• Written problem
Format the records as a numbered list, leaving out any blank lines. Begin at the first line of the records and stop after the line that contains "M179 35L178 37L176".

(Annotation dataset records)
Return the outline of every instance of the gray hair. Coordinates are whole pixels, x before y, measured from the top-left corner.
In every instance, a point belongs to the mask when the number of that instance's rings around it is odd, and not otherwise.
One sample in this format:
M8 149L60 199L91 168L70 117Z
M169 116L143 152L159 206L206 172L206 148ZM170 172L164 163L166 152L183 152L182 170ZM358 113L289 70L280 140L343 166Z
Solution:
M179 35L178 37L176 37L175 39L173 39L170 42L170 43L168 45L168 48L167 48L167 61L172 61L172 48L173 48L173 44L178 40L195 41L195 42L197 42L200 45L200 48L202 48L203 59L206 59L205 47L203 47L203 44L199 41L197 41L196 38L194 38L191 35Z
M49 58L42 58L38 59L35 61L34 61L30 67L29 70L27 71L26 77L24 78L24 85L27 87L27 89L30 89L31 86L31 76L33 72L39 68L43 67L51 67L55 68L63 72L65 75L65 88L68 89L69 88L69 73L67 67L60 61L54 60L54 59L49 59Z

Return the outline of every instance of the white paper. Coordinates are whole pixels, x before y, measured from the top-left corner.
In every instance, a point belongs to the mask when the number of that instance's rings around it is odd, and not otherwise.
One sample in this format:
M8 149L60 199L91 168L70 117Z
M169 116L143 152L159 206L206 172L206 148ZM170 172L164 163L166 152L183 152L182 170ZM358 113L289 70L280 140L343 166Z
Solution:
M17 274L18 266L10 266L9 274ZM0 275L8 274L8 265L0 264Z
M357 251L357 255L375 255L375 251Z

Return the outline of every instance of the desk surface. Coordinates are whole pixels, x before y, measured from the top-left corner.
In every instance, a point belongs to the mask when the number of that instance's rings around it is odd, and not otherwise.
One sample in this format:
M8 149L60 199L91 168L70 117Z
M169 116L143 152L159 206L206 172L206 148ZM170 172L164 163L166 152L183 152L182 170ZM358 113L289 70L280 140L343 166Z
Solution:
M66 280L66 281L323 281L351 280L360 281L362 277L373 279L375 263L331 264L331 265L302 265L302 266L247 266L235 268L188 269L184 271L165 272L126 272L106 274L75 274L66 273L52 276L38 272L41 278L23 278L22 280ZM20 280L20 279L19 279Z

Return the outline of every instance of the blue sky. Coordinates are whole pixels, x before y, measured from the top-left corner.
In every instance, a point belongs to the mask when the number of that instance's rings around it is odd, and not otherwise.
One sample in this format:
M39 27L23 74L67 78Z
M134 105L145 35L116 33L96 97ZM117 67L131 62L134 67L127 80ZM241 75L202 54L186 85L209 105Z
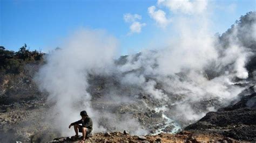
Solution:
M162 42L159 36L170 32L166 28L171 27L172 23L163 28L149 15L148 8L156 5L157 2L0 0L0 45L17 51L26 43L30 49L40 48L47 52L59 45L62 40L73 31L89 28L103 29L115 37L122 54L157 47ZM212 31L220 33L230 27L240 16L255 11L256 8L256 0L214 1L211 4L214 4L211 16L214 26ZM173 13L163 7L157 8L164 11L167 17L171 17ZM127 13L139 15L141 18L136 20L145 24L139 32L129 34L132 22L124 20L124 15Z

• Right answer
1. Return the outline of every instance of the gray hair. Coordinates are whole pixels, x before y, measured from the top-left corner.
2. In every instance, a point belongs to the mask when the number of that instance's rings around it is odd, and not otherwise.
3. One sample in this format:
4. M8 149L60 199L91 168L70 117Z
5. M169 116L143 152L159 206L206 172L206 148ZM170 172L164 163L166 152L183 152L182 170ZM358 113L289 70L280 140L343 166Z
6. Solution:
7. M179 35L178 37L176 37L175 39L173 39L170 42L170 43L168 45L168 48L167 48L167 61L172 61L172 48L173 48L173 44L178 40L195 41L195 42L197 42L200 45L200 48L202 48L203 59L206 59L205 47L203 47L203 44L199 41L197 41L196 38L194 38L191 35Z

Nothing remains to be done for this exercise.